## Records from a point labeling set
§
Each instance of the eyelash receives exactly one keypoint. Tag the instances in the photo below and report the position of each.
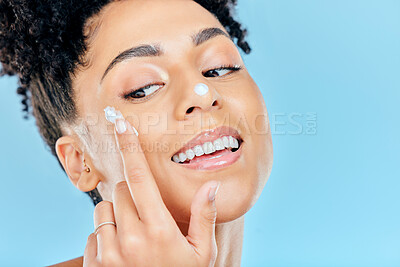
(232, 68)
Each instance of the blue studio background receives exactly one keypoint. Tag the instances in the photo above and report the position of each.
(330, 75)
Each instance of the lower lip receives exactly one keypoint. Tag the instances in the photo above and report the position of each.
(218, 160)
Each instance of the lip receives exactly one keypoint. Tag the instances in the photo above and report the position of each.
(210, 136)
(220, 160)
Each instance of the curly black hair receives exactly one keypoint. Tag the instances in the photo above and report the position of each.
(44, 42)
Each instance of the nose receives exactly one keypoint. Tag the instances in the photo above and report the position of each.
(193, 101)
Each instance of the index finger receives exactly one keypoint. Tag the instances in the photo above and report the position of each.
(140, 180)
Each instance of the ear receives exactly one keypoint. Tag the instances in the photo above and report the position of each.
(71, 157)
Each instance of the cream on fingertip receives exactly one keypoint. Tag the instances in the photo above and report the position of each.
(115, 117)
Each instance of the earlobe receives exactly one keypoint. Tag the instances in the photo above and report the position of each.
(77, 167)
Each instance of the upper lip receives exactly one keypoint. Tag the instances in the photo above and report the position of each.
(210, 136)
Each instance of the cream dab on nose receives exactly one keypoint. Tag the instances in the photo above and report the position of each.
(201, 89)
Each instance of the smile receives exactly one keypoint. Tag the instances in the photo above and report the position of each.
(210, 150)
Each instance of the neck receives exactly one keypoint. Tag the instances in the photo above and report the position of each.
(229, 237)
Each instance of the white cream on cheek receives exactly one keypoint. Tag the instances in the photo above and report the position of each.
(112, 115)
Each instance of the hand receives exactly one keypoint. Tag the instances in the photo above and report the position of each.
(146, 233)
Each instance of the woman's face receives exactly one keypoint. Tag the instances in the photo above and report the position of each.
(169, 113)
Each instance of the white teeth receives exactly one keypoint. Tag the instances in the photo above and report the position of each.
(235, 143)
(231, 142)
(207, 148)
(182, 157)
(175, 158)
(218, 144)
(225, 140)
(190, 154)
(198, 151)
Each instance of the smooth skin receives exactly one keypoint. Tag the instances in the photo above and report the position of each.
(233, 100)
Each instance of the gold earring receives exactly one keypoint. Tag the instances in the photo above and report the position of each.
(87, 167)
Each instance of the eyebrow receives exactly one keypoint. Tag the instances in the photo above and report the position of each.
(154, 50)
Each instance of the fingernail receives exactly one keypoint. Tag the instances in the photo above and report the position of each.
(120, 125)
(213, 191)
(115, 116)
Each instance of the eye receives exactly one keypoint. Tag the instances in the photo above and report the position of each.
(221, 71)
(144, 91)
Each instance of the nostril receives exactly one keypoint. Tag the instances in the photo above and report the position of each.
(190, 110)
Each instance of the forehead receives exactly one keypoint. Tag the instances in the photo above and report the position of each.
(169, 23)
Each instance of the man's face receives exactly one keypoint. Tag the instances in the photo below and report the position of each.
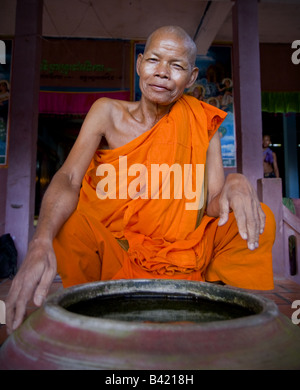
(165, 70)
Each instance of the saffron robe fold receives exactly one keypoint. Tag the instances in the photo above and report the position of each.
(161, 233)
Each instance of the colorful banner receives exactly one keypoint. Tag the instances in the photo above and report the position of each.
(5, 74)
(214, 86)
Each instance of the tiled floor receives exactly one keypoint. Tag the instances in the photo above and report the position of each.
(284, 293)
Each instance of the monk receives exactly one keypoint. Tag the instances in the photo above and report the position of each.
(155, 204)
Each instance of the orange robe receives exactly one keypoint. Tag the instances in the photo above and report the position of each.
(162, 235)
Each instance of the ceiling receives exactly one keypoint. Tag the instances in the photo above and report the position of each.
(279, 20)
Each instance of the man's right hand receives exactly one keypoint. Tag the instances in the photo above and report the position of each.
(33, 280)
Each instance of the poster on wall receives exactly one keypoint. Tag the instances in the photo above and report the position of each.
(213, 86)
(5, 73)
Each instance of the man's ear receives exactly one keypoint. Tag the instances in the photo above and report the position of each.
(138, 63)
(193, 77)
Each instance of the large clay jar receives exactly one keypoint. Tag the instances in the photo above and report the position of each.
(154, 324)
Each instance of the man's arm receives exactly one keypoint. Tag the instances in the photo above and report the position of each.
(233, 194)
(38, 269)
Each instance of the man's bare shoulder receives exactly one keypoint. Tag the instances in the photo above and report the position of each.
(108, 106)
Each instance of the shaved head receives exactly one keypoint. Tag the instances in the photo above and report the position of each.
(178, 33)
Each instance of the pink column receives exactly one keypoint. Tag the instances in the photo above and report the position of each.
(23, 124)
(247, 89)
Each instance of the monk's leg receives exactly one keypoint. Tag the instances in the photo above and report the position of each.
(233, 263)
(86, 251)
§
## SHORT EXERCISE
In the copy, include no pictures; restate the listing above exactly.

## REPLY TO THE TASK
Each instance of the eyelash receives exactly one keypoint. Tag the instances in the photo below and report the position of each.
(232, 68)
Each instance of the blue studio background receives exactly one keypoint. Tag the instances in the photo above and report the position of each.
(330, 75)
Each instance of the lower lip receives exactly one keypoint. Tag the instances in the photo above and report the position of each.
(218, 160)
Each instance of the lip receives exactly one keypoint. Tag the instances in the photo above and report the position of each.
(210, 136)
(220, 160)
Each instance of the curly black hair receives exactly one keypoint. Tag the instances in the photo above and report the position of each.
(44, 42)
Each instance of the nose receives exactly one keypoint. Tag the instances in the photo above and report the position of each.
(193, 101)
Each instance of the index finger receives exactly one keypoint. Tag the instances in the photo above and report the position of each.
(140, 180)
Each instance of the ear receives exactly one keypoint. Tag the instances in the photo above and report the position of each.
(71, 157)
Each instance of the cream on fingertip receives exactly one keypoint. Tag the instances in the photo above and report the position of each.
(115, 117)
Each instance of the earlobe receives exactly one keypoint. Tag the instances in the photo above and report the position of each.
(77, 167)
Each instance of the upper lip receives exactly one keypoint. Tag the instances in the photo above and report the position of each.
(210, 136)
Each instance of the cream dab on nose receives exactly one keypoint. Tag the instances in the photo above and report the position of each.
(201, 89)
Each instance of the smile receives exactly one keypoint. Tag the instances in the photo above and report the position of each.
(210, 150)
Each instance of the neck receives exactly one keypoint. Tag the instances in the photo above and report the position of each.
(229, 237)
Each instance of the white cream on cheek receives exactly one keypoint. Tag the instances in the photo above and report the position of each.
(112, 115)
Each instance of the hand receives exactly one keypoint. Tag the instances in the photo above and report the position of each.
(146, 233)
Each instance of the woman's face receives exactly one keypoint. Tag the instances in the photo above and report the position of each.
(169, 113)
Each instance of the white teeth receives exactly one keypoint. Tag the instances in the photo above and report the position of each.
(235, 143)
(231, 142)
(207, 148)
(182, 157)
(175, 158)
(218, 144)
(225, 140)
(190, 154)
(198, 151)
Each instance of the smooth skin receives exactly one keypoint. Tag the instances in the photo above and report the position of each.
(233, 100)
Each instance of the gold earring receives exactly one keypoint. Tag the instances in the photo above and report the position of each.
(87, 167)
Each instance of the eyebrow receives exactly one keypoint. Tag the instances in the photo above and report the position of each.
(154, 50)
Each instance of the fingernail receives exactly one keypoint. Tag the instances in the photo above and report the position of each.
(120, 125)
(213, 191)
(115, 116)
Each instance of the eye receives exactly one keypoint. Tag the instances in the photo above and report the position of each.
(221, 71)
(144, 91)
Each instance of the nostril receives exactly one keypoint. Tag the instances in the photo above and report the position of each.
(190, 110)
Each instance of the forehead receives exactly one keypoint. Tag the instances in the photo above and report the position of each.
(169, 23)
Each instance of the man's face receives exactly one keypoint. Tag the instances in the photo below and report the position of each.
(165, 70)
Each instance of the saffron robe fold receives exactly one keypoint. Tag the instances in the photo above and report the position of each.
(161, 233)
Each instance of the colorful banner receives exactly one keypoint. Tag the instances in the photo above and report the position of each.
(5, 74)
(214, 86)
Each instance of the tiled floor receives exactly one keypoint. Tag the instances in the photo above and report the position of each.
(284, 293)
Each instance of the monk receives exactly one keypoint. Tag the instances in the photo above and report the position of each.
(155, 204)
Each instance of the orange robe receives exactly one keypoint. Tag the instances in the photo above and report the position of each.
(162, 235)
Each instance of the ceiling receives exactly one keypoint. Tag the instances in the photo above and report the position of each.
(279, 20)
Each instance of the man's right hand receives exactly one keypoint. Tag the instances in the photo above and report the position of each.
(33, 280)
Each instance of the poster on wall receives exactly one keypoint. Tag the instances in the photo above and report the position of each.
(213, 86)
(5, 73)
Each instance of the man's ear receives exactly one keypoint. Tag the instances in the photo above and report the position of each.
(138, 63)
(193, 77)
Each instance of the large clay jar receives exactly one keypoint. Tag the instances in the photo above and report the position of each.
(154, 324)
Each instance of the man's arm receives exactly one keypoint. Tag the instances in the photo above and report the position of each.
(233, 194)
(38, 269)
Each instance of the man's bare shoulder receives exactly one keypoint. Tag the instances in the photo above and report the position of each.
(108, 106)
Each instance of the shaved head receives exactly one keypoint. Tag the instances in the photo above and report the position of each.
(178, 33)
Each instance of the pink column receives exactly one keypoint. Tag the instances in the photo above and report the position of each.
(23, 124)
(247, 89)
Each instance of the monk's leg receives exactly one keypoint. Tag the instances in the photo above and report the position of each.
(233, 263)
(86, 251)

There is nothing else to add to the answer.